Written problem: Return the lines below verbatim, beginning with the first one and ending after the line that contains "[(474, 453)]". Omit the pictures from your output.

===== Data entries

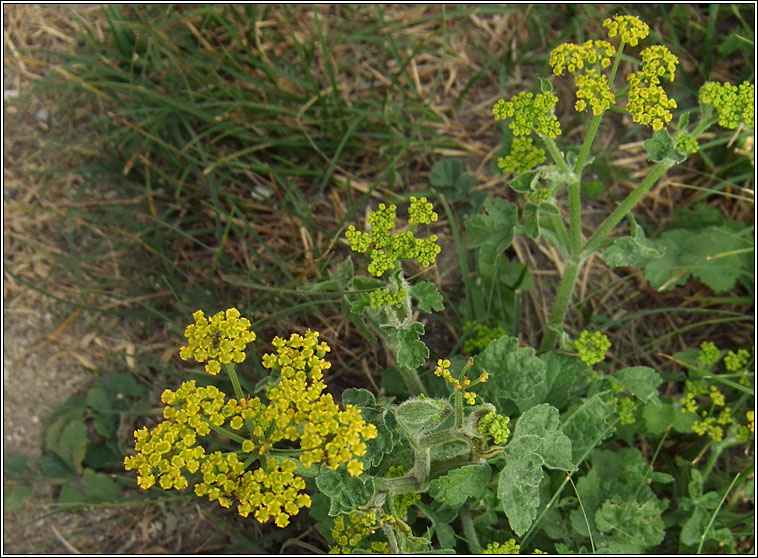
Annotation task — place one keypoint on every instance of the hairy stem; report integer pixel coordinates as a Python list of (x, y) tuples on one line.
[(597, 239), (560, 306)]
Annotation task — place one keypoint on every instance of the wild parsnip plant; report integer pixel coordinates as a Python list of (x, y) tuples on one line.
[(474, 453)]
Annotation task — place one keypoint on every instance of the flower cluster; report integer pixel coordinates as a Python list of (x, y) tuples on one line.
[(524, 155), (495, 425), (734, 105), (572, 57), (624, 408), (299, 410), (592, 87), (170, 451), (585, 62), (390, 247), (479, 336), (272, 492), (686, 144), (421, 211), (630, 28), (402, 501), (443, 371), (349, 530), (387, 297), (647, 102), (529, 112), (218, 340), (739, 363), (592, 347)]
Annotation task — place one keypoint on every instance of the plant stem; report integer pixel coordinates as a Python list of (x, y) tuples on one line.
[(597, 239), (238, 392), (468, 530), (589, 139), (555, 154), (558, 312), (458, 399)]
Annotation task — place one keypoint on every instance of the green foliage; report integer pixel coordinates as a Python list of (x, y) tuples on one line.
[(717, 254), (454, 488), (442, 469), (537, 441)]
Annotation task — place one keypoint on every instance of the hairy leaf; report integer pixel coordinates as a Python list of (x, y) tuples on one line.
[(427, 295), (459, 484), (516, 374)]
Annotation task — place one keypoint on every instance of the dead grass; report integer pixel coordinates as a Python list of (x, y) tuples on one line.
[(53, 349)]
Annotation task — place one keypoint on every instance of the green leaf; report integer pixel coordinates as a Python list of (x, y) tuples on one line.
[(640, 381), (455, 487), (589, 424), (637, 525), (536, 442), (713, 255), (383, 419), (516, 374), (445, 535), (661, 147), (494, 229), (427, 295), (53, 467), (411, 351), (346, 493), (561, 372), (420, 414), (518, 490), (538, 431), (658, 417)]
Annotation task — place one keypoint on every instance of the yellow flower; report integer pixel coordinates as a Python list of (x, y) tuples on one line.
[(630, 28), (218, 340)]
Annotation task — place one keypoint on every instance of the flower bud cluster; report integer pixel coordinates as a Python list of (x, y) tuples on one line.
[(630, 28), (495, 425), (739, 363), (219, 340), (585, 63), (524, 155), (390, 247), (734, 105), (647, 102), (527, 112), (350, 529), (301, 411), (298, 410), (442, 370), (592, 347)]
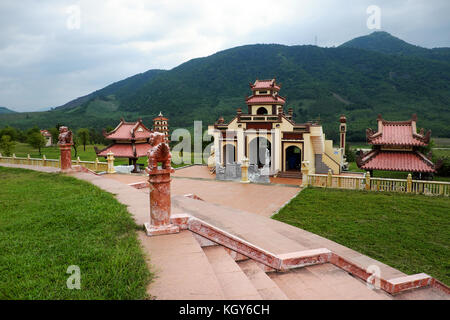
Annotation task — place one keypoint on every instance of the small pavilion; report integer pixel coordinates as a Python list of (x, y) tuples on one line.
[(161, 124), (395, 147), (129, 140)]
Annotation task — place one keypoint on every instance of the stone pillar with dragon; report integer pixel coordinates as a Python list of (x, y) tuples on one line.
[(159, 181), (65, 142)]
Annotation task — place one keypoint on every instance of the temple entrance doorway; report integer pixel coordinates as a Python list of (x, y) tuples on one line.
[(260, 151), (293, 156)]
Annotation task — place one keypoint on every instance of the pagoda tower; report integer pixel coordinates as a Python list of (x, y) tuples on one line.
[(161, 124)]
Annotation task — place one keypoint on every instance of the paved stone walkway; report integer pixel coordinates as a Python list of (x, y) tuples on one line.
[(182, 271)]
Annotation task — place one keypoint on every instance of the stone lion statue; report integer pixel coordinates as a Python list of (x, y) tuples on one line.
[(65, 136), (158, 152)]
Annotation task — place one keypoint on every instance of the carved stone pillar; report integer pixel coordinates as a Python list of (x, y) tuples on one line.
[(159, 181), (66, 157), (65, 143)]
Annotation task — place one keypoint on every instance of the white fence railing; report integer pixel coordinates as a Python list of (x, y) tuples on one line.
[(379, 184), (91, 165)]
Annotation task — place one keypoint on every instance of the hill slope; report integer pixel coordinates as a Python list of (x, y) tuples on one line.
[(381, 41), (318, 82)]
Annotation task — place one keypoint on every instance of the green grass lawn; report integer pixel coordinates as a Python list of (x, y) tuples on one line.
[(408, 232), (49, 222)]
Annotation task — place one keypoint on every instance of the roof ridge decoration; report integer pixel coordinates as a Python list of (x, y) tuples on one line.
[(416, 138)]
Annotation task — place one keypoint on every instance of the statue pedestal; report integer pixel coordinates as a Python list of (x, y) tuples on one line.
[(66, 157), (160, 203)]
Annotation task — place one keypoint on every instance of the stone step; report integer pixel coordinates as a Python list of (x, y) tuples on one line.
[(267, 289), (287, 174), (182, 270), (234, 283), (324, 282)]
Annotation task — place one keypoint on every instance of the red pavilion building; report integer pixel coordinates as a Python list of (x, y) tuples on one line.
[(395, 147), (129, 140)]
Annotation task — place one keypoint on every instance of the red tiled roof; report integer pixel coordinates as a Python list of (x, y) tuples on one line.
[(125, 150), (397, 161), (396, 133), (265, 84), (46, 133), (126, 130), (265, 99)]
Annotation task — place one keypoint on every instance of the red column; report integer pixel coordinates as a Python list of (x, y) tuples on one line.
[(66, 157), (160, 203)]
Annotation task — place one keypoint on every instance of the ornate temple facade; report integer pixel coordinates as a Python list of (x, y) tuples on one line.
[(395, 147), (161, 124), (128, 140), (270, 138)]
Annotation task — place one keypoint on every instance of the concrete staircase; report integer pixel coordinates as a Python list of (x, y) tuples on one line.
[(290, 174), (240, 278), (321, 168)]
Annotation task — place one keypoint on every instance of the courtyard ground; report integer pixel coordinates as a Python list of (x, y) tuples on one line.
[(201, 276), (49, 222), (408, 232)]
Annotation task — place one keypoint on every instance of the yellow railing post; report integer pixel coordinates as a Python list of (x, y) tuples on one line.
[(110, 159), (367, 180), (409, 183), (329, 178)]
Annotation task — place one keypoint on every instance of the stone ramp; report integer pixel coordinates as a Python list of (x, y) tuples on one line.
[(324, 282), (271, 235), (234, 283), (267, 288)]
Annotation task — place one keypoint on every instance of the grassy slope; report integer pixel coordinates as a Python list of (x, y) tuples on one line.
[(49, 222), (408, 232)]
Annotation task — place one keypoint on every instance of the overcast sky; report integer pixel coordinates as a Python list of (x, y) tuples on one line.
[(54, 51)]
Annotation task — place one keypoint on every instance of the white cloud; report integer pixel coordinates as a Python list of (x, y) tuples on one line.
[(44, 63)]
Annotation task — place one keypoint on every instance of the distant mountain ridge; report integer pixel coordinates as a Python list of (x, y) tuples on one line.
[(381, 41), (4, 110), (393, 79)]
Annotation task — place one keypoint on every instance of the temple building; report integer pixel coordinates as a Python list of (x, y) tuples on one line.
[(128, 140), (269, 137), (161, 124), (395, 147)]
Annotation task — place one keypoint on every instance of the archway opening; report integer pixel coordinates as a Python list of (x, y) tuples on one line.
[(261, 110), (229, 154), (260, 152), (293, 158)]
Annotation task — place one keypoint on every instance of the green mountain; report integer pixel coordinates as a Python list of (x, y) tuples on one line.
[(317, 82), (381, 41), (4, 110)]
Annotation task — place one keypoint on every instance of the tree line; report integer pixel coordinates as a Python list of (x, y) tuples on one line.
[(9, 136)]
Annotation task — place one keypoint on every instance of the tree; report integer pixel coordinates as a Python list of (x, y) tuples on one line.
[(7, 145), (83, 135), (36, 140)]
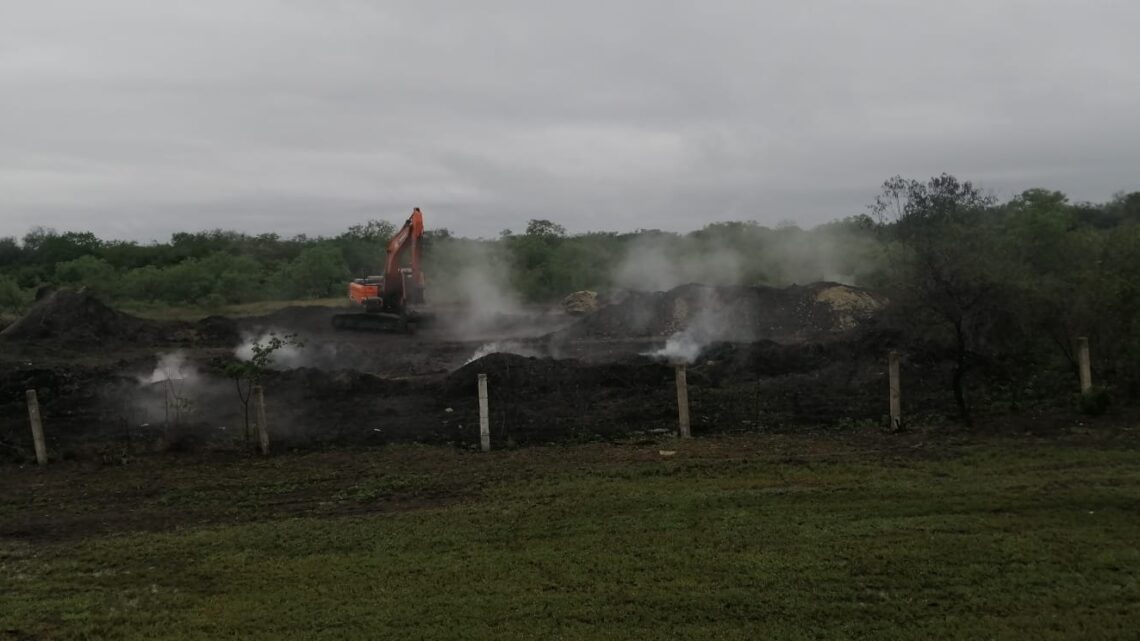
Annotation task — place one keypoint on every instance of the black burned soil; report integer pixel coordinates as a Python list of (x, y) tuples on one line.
[(771, 359)]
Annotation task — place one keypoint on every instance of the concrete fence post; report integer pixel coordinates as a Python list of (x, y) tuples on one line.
[(485, 415), (682, 403), (896, 396), (259, 398), (1082, 350), (33, 416)]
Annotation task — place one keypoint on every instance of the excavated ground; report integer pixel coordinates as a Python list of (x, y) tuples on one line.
[(771, 358)]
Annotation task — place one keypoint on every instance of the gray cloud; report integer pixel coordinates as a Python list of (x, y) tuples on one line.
[(135, 119)]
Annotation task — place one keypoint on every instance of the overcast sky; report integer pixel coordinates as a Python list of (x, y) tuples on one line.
[(137, 119)]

==========

Reply to the task:
Annotation task — place one keypoint on every instance of the hairy stem; report integer pixel coordinates as a Python list of (x, y) tuples on one line.
[(597, 239), (560, 306)]
Annotation task — place one keypoint on every instance of the wild parsnip plant; report integer pixel coordinates as a Python list of (x, y) tuples on one line.
[(474, 453)]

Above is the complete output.